■ Aim of the exercise ■
Everything from the line containing "For every instance of the railway" through the last line of the records must be returned verbatim, and nothing outside that range.

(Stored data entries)

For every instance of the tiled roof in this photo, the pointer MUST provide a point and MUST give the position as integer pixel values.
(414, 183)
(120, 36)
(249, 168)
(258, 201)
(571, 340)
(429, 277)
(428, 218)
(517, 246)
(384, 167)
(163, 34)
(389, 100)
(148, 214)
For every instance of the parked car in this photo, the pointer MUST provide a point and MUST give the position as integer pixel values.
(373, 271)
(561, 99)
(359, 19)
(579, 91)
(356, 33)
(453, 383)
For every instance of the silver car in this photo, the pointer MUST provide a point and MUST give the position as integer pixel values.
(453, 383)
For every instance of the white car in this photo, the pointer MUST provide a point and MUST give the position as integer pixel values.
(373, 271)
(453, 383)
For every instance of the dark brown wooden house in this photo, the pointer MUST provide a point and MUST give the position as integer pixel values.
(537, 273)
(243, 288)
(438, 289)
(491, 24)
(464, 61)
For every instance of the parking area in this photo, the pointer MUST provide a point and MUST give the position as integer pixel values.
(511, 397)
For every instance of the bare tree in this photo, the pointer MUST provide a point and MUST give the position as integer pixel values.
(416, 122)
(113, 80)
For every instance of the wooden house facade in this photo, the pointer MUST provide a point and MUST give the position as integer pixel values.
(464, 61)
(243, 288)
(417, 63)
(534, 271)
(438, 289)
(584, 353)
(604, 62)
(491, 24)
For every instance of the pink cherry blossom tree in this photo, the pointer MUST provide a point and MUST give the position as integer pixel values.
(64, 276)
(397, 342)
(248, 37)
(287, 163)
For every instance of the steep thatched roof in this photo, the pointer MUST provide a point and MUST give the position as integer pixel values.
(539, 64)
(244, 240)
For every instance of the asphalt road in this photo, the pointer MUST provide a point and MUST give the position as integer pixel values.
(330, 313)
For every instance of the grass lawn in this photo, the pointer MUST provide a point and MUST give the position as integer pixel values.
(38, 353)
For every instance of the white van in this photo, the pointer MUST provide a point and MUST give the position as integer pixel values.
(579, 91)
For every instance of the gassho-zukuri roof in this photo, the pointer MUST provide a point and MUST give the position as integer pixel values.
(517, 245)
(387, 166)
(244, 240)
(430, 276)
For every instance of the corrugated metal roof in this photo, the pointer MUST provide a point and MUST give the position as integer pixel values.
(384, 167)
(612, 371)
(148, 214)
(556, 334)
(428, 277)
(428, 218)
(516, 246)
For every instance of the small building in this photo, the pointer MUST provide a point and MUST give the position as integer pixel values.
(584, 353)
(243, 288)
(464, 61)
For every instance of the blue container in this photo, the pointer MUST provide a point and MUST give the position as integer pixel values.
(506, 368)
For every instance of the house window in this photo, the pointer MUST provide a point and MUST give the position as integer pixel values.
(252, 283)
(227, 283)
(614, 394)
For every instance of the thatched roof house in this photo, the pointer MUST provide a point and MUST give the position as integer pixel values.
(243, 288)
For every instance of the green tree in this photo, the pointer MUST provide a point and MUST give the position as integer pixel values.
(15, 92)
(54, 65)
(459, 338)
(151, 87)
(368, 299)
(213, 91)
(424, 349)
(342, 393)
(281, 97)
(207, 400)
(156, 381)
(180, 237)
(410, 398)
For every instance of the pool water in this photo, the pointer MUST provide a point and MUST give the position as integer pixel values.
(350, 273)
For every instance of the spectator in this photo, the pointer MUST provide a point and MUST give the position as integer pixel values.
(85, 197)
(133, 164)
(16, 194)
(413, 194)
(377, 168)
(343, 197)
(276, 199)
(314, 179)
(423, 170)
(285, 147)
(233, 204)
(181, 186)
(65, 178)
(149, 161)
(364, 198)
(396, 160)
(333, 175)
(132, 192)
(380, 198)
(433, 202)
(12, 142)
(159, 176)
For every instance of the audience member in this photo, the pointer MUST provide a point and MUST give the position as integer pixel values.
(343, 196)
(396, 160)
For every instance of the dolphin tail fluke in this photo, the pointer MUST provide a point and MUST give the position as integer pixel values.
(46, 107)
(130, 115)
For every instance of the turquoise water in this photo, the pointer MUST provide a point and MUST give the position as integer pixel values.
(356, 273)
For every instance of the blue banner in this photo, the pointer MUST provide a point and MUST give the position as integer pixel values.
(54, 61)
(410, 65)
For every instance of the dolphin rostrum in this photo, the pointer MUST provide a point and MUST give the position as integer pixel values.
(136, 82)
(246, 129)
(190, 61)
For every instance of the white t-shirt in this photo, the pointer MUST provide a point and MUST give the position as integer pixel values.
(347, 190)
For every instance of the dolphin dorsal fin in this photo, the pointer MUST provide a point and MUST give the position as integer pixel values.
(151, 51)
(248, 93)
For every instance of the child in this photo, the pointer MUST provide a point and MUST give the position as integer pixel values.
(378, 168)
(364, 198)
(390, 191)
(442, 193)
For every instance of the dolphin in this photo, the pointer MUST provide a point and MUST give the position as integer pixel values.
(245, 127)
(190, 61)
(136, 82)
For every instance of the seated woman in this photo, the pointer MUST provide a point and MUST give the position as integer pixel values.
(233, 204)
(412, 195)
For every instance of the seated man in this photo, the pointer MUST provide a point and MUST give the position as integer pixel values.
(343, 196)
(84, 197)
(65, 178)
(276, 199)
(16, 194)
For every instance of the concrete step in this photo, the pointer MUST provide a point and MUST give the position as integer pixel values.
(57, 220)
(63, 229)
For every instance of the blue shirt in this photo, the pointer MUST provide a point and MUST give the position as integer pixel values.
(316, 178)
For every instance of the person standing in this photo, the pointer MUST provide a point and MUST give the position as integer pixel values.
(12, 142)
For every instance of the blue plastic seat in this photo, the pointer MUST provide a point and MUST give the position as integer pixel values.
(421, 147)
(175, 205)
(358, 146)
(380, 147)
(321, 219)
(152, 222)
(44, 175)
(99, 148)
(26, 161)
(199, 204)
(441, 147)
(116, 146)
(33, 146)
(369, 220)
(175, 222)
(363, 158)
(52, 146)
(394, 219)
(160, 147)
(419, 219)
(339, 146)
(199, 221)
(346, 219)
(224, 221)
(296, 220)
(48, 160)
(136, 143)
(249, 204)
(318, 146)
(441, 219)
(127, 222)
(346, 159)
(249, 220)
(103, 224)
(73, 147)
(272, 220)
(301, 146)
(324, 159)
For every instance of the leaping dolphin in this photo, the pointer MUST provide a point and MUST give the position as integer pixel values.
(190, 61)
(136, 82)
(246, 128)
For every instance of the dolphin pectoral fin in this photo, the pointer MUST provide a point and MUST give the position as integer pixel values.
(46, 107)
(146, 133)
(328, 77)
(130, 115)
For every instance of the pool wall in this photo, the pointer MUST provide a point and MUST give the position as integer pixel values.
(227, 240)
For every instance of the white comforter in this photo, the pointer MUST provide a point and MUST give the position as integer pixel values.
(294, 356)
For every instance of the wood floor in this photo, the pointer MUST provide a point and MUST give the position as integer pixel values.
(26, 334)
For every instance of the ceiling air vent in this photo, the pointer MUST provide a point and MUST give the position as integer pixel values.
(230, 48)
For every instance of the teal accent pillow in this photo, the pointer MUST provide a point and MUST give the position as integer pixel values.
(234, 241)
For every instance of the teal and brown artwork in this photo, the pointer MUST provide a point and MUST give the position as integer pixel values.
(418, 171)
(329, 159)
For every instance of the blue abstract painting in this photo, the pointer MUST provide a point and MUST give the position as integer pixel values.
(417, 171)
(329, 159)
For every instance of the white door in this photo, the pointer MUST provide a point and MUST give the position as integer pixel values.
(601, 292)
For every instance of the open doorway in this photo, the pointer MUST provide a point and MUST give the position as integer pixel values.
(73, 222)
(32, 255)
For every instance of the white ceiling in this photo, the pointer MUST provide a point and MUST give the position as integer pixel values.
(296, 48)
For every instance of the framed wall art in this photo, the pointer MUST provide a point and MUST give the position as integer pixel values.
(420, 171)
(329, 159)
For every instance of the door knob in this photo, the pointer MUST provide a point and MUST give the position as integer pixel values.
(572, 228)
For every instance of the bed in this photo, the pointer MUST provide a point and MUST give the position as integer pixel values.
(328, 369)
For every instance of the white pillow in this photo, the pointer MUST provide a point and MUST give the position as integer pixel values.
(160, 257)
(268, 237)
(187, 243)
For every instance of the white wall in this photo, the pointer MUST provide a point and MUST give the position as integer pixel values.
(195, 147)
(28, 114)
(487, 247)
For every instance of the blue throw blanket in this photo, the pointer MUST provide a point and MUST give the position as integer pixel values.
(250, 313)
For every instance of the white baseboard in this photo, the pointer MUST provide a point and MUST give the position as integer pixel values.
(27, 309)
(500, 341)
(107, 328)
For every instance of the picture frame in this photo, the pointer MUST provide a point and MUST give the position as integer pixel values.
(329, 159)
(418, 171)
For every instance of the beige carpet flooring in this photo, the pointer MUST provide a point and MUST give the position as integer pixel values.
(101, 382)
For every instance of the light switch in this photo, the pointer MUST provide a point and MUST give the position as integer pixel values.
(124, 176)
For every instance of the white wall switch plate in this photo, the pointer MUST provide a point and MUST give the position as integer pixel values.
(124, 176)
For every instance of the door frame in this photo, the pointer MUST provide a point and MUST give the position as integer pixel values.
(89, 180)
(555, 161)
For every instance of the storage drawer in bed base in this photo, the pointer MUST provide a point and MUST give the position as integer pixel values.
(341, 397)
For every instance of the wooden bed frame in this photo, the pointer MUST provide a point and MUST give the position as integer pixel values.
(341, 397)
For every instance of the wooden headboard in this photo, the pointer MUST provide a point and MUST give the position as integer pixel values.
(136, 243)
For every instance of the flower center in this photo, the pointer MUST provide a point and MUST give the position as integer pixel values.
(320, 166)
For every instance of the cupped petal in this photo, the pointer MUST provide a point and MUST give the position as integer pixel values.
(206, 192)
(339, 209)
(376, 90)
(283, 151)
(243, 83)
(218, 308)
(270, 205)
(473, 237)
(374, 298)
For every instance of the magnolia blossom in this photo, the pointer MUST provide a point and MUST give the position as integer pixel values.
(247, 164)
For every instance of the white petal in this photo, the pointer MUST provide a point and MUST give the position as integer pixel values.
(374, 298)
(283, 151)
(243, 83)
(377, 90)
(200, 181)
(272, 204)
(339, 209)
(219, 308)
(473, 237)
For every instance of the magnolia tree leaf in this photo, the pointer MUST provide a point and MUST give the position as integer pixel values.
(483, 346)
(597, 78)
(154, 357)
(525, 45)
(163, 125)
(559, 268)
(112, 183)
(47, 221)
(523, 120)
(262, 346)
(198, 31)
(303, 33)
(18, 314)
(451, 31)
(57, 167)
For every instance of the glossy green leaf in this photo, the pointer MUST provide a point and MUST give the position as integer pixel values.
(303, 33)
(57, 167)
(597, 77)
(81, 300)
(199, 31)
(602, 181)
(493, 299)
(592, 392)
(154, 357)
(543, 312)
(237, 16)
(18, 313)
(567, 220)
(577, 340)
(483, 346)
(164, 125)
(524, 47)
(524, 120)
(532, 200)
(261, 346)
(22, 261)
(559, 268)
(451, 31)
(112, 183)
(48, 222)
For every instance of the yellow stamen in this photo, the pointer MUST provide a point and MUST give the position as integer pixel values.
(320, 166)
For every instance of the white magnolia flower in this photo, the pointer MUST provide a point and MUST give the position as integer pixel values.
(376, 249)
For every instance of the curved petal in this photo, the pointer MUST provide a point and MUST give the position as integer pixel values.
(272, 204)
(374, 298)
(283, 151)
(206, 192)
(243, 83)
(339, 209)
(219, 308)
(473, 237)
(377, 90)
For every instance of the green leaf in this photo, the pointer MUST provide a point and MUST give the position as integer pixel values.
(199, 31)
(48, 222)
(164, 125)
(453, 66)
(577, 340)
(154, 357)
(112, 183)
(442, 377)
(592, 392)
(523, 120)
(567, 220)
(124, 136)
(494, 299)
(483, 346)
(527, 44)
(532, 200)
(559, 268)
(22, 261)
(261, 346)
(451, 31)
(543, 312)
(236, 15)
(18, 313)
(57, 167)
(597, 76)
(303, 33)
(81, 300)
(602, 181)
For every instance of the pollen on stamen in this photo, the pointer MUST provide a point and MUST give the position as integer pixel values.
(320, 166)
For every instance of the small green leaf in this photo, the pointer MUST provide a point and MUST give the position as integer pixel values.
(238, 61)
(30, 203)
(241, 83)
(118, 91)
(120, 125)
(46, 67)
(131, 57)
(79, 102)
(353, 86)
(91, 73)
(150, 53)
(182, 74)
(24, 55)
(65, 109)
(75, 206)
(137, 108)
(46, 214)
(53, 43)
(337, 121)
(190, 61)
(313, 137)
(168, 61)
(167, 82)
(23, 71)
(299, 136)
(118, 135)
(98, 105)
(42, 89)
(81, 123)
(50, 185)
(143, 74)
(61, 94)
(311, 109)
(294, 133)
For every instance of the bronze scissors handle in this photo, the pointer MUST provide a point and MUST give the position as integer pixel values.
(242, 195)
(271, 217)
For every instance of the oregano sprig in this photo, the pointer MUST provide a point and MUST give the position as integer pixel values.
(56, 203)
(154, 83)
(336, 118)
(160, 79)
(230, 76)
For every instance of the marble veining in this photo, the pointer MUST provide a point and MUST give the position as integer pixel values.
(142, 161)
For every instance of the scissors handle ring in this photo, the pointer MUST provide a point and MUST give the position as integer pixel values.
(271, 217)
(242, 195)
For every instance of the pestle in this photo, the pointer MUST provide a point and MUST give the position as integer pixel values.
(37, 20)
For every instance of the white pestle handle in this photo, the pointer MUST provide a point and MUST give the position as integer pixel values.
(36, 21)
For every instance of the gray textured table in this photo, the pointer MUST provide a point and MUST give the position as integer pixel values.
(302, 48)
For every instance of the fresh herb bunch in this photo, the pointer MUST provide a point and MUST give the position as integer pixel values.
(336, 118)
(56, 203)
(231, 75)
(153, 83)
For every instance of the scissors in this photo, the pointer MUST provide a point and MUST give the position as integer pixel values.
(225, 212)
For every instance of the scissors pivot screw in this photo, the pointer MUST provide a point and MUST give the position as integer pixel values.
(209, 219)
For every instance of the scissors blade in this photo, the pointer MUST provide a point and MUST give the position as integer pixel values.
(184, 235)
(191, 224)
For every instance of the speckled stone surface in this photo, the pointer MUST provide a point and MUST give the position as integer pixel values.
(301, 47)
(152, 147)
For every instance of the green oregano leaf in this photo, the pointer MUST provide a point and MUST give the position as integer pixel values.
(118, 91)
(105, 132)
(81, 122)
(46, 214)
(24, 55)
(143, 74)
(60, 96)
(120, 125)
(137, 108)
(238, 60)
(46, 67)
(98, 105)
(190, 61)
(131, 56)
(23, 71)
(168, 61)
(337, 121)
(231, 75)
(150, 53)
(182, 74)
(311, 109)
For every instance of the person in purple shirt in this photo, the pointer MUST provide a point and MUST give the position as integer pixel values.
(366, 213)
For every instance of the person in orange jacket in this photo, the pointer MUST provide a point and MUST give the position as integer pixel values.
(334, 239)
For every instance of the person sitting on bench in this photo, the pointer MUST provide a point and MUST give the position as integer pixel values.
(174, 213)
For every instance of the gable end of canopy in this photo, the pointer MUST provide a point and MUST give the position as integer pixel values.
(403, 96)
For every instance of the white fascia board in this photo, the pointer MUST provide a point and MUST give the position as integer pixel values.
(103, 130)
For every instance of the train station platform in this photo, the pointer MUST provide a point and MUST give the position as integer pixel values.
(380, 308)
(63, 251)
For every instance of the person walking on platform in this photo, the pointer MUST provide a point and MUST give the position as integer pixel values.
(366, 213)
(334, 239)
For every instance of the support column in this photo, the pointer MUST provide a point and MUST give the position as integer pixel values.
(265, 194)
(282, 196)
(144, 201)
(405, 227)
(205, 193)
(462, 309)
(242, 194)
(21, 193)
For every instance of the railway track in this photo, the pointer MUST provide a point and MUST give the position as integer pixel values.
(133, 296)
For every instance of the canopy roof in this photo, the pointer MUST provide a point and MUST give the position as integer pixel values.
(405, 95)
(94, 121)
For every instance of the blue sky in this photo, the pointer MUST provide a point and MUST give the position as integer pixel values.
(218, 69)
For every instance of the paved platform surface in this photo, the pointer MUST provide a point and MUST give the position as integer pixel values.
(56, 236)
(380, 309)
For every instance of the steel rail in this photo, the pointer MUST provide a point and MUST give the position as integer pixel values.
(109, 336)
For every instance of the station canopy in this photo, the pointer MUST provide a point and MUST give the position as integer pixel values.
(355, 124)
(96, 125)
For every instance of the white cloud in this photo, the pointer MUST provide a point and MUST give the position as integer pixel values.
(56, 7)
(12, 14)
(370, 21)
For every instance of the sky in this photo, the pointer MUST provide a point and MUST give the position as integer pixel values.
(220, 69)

■ Output of the task ■
For every instance of the railway track in this photo, the pointer MUST provide a point and MUST give the position as integer pixel values.
(133, 296)
For every instance of the canopy roof in this photo, the pointer MUST provide a point and MUST give the position as integer pixel values.
(405, 95)
(94, 121)
For every instance of the blue sky in this photo, the pointer MUST provide a point and MUST give the position as integer pixel values.
(218, 69)
For every instance of the paved platform surface in this photo, the pointer MUST provide a point and MUST give the position as integer pixel values.
(56, 236)
(380, 309)
For every instance of the steel rail in this photo, the pointer MUST provide a point and MUST give the position as integer pixel values.
(109, 336)
For every instance of the station canopy in this photo, the pointer MUST provide a point and MUST give the position as integer pixel values.
(355, 124)
(96, 125)
For every instance of the white cloud in this photo, the pointer MUST provide a point and MUST give the position as integer pixel values.
(56, 7)
(12, 14)
(370, 21)
For every instance of the sky in this photo, the pointer MUST provide a point and MUST give the position as integer pixel values.
(220, 69)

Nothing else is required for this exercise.